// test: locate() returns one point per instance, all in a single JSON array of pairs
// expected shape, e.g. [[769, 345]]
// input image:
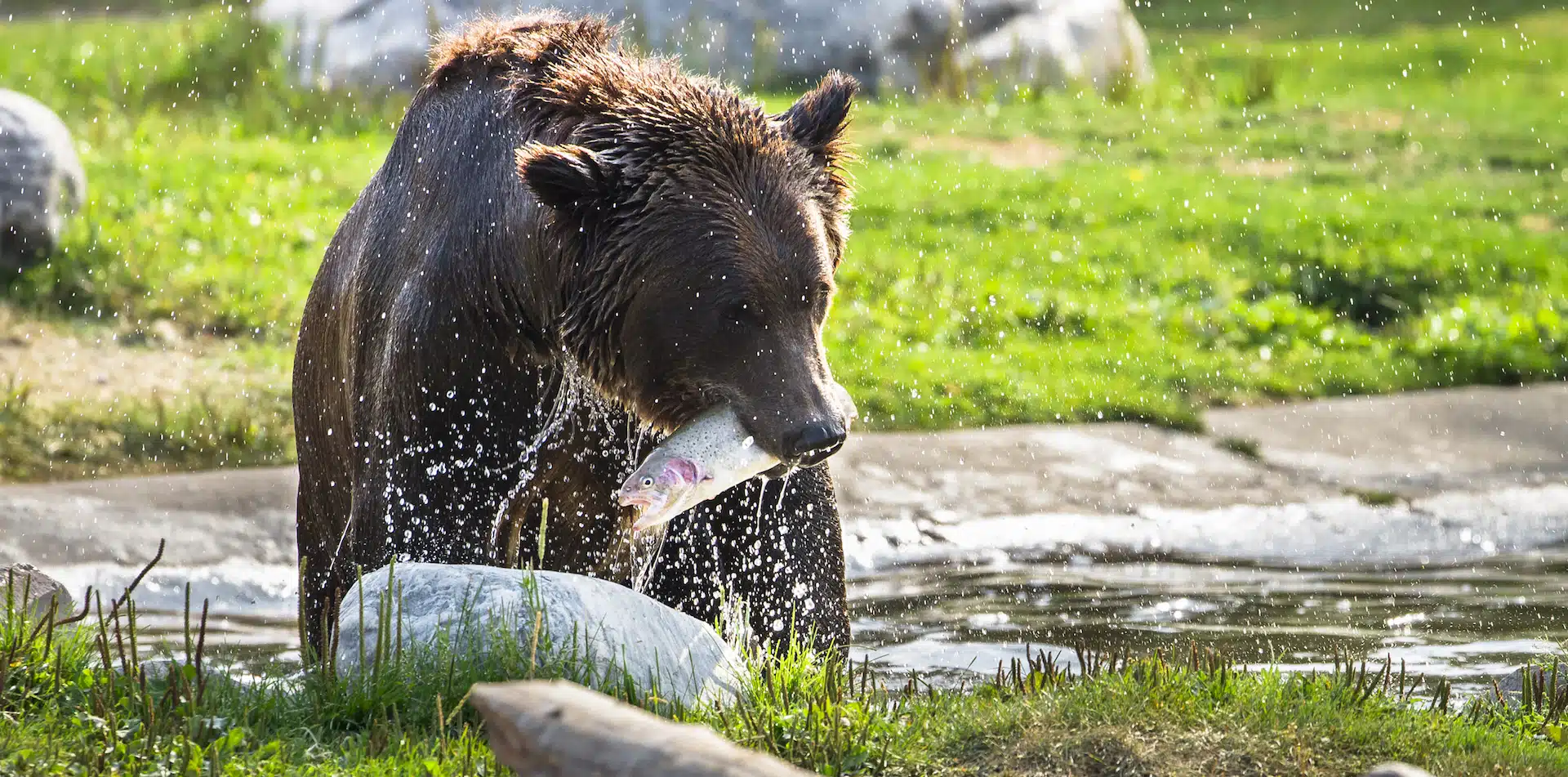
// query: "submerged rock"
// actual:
[[33, 592], [586, 622], [39, 182]]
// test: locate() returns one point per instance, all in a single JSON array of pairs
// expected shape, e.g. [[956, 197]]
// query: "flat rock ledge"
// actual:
[[601, 632]]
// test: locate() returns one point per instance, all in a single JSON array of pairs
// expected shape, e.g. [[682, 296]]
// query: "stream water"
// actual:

==================================================

_REQUIRED TASK:_ Rewrite the records from the very first line through the line containing "[[33, 592], [586, 622], [39, 182]]", putting "underwater stone" in place of "submerged rock" and leaving everything else untouched. Omit the pictures.

_RESPONSE TO THE EXERCISE:_
// test: locate() returns one point per instance, all in a single JSON array of pairs
// expected shape, e.g. [[769, 345]]
// input image:
// query: "underwater stone"
// actual:
[[33, 592], [586, 622], [39, 182]]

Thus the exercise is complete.